### Exercise requirements
Exactly reproduce the lines beginning with the line that includes "If you could mark the frosting" and ending with the last line of the data.

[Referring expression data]
== == ==

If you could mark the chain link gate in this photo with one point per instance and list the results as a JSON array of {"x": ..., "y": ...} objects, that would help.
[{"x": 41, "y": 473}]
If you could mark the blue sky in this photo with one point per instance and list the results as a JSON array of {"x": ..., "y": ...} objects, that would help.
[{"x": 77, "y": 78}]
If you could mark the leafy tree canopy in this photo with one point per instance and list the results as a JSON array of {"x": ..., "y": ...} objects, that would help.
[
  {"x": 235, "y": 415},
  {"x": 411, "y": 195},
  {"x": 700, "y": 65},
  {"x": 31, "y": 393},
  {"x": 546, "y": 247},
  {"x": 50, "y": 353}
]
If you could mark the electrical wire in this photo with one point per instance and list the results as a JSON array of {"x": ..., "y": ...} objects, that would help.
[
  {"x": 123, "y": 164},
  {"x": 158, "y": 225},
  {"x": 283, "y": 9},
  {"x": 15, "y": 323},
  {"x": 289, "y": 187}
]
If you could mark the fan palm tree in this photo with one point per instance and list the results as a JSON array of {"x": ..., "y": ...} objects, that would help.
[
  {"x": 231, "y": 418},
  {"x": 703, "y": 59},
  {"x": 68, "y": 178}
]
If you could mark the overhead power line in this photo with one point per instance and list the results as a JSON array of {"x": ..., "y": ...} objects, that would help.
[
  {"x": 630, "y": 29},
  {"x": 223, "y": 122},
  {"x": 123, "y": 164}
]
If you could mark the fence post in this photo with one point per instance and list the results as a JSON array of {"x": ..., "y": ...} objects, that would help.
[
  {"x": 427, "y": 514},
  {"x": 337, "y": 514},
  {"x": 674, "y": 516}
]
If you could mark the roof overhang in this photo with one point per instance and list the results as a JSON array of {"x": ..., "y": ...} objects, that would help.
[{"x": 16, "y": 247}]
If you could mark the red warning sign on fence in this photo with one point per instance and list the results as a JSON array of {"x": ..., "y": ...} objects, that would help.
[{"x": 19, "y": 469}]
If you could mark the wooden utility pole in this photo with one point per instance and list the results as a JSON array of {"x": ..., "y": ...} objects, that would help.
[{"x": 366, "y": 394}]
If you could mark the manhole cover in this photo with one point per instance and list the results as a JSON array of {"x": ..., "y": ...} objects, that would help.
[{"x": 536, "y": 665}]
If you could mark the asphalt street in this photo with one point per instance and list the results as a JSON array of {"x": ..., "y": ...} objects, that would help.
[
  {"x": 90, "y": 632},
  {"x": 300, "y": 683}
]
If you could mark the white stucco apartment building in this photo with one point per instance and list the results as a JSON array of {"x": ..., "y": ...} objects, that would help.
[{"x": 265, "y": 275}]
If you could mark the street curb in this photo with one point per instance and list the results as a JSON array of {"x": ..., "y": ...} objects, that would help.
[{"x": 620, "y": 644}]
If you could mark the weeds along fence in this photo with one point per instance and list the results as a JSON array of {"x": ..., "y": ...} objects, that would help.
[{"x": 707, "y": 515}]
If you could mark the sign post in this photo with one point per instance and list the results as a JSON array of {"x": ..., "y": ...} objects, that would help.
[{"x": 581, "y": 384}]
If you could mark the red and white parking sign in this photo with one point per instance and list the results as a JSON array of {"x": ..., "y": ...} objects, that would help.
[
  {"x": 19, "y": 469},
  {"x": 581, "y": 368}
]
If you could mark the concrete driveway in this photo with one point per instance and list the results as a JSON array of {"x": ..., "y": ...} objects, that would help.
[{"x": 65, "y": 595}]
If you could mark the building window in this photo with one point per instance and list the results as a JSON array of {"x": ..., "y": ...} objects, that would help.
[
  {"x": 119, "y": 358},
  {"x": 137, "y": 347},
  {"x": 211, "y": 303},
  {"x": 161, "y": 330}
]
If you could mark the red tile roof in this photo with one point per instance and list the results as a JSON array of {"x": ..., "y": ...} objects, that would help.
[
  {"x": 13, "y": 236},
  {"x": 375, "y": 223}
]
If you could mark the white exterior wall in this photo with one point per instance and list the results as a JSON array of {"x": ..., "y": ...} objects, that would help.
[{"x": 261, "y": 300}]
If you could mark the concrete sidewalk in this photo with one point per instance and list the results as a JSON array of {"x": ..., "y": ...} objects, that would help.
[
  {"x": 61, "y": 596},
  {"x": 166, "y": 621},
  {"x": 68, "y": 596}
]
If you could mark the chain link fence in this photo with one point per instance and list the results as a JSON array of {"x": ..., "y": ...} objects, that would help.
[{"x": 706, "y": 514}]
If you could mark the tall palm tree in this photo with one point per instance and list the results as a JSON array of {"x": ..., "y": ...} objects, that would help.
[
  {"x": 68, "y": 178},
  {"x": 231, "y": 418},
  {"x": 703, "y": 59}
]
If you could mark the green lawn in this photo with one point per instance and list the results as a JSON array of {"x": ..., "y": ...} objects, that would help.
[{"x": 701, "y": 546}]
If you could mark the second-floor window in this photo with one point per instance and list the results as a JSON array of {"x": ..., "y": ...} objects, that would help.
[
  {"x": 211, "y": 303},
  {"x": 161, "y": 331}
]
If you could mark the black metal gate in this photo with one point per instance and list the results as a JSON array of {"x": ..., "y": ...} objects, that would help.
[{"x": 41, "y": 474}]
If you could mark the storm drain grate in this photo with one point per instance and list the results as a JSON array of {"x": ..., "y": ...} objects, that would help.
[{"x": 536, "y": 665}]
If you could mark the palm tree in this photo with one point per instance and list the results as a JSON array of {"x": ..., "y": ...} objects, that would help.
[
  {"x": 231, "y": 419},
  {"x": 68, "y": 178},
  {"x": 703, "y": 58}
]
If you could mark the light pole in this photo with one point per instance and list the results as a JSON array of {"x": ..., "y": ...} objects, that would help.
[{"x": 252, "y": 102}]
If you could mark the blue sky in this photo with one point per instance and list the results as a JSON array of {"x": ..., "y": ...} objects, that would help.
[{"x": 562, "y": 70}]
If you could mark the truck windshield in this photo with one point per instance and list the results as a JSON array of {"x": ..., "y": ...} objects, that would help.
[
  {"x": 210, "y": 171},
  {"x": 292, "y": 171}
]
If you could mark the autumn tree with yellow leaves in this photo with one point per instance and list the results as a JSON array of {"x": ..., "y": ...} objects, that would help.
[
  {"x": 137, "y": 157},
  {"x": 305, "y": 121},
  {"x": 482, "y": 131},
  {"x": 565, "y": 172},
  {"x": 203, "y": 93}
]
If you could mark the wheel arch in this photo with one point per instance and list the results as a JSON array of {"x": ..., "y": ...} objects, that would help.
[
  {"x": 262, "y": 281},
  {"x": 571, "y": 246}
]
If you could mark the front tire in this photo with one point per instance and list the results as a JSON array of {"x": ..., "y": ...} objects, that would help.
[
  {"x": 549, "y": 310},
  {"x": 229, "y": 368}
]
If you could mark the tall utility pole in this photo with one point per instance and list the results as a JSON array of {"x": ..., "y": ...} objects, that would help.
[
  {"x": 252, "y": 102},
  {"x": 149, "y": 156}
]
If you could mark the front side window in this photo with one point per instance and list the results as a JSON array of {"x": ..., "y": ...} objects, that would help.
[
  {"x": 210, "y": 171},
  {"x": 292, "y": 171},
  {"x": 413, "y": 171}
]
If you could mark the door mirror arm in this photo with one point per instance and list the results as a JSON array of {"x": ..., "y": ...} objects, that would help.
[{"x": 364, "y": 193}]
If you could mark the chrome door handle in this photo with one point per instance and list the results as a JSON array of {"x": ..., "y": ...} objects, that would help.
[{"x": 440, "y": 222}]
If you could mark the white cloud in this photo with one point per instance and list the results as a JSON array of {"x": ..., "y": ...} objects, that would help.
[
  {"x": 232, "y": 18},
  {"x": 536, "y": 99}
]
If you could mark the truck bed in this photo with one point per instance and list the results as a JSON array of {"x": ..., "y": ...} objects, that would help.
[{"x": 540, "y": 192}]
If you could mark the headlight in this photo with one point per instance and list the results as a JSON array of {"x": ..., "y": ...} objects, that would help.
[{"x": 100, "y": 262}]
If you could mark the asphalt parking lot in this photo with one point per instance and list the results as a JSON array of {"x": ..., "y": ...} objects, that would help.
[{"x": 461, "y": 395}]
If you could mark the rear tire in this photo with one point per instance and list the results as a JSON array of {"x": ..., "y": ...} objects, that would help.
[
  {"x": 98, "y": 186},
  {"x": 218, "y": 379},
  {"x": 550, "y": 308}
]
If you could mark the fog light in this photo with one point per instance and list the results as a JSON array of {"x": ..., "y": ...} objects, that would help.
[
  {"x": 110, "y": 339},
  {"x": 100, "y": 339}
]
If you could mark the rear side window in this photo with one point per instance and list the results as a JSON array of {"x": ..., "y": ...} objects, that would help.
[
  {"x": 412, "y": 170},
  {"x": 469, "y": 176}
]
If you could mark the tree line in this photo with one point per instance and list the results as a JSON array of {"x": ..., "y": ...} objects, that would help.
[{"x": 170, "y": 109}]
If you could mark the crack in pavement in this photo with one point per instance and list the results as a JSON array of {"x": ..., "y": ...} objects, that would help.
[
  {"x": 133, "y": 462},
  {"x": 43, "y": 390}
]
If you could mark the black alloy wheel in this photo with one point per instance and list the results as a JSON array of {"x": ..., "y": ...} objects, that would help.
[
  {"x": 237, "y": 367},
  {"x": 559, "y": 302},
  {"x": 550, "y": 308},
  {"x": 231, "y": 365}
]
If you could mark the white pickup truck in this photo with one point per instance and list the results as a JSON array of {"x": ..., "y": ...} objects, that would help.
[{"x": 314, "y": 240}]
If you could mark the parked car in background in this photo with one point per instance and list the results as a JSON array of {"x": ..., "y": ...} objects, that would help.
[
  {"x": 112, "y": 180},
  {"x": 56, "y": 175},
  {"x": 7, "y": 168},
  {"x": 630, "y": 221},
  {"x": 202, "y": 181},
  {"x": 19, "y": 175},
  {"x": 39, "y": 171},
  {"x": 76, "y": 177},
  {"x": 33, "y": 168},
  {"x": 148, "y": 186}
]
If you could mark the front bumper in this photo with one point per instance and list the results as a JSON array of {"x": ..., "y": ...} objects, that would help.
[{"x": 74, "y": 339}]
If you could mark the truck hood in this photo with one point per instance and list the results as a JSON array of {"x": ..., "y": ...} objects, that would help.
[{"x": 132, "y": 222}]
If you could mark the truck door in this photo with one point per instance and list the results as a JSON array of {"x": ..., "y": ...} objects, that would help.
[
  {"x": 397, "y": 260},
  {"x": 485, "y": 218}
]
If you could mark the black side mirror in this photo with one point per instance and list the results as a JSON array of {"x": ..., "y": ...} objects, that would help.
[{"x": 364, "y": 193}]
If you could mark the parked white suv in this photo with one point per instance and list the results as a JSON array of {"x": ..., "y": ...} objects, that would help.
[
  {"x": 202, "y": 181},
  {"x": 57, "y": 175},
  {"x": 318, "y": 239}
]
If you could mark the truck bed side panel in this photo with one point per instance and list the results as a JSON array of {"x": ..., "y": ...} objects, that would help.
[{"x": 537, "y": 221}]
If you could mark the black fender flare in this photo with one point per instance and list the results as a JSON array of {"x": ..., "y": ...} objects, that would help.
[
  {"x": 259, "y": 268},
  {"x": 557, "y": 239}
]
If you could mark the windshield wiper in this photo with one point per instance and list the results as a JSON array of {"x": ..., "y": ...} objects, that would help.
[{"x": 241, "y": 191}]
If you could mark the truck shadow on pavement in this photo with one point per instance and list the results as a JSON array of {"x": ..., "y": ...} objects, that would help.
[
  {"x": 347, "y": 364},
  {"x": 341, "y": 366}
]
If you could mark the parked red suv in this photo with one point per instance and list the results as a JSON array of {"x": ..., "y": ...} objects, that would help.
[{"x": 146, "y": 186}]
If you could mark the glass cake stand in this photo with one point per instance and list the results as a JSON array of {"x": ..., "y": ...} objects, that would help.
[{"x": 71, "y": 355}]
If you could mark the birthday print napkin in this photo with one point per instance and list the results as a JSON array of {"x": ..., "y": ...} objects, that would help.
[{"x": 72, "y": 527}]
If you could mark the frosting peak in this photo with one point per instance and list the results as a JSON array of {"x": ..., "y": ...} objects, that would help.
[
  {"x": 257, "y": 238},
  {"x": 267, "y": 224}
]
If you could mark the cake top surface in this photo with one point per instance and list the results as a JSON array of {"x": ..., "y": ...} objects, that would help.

== == ==

### Expected answer
If you could mark the frosting peak in this photo with one point per instance and list the results as a JSON array of {"x": ..., "y": ...} objects, that would help.
[
  {"x": 257, "y": 238},
  {"x": 267, "y": 224}
]
If you could mark the cake top surface in this photo with one point per instance and list the results as a JSON array of {"x": ..., "y": ...} objects, that would help.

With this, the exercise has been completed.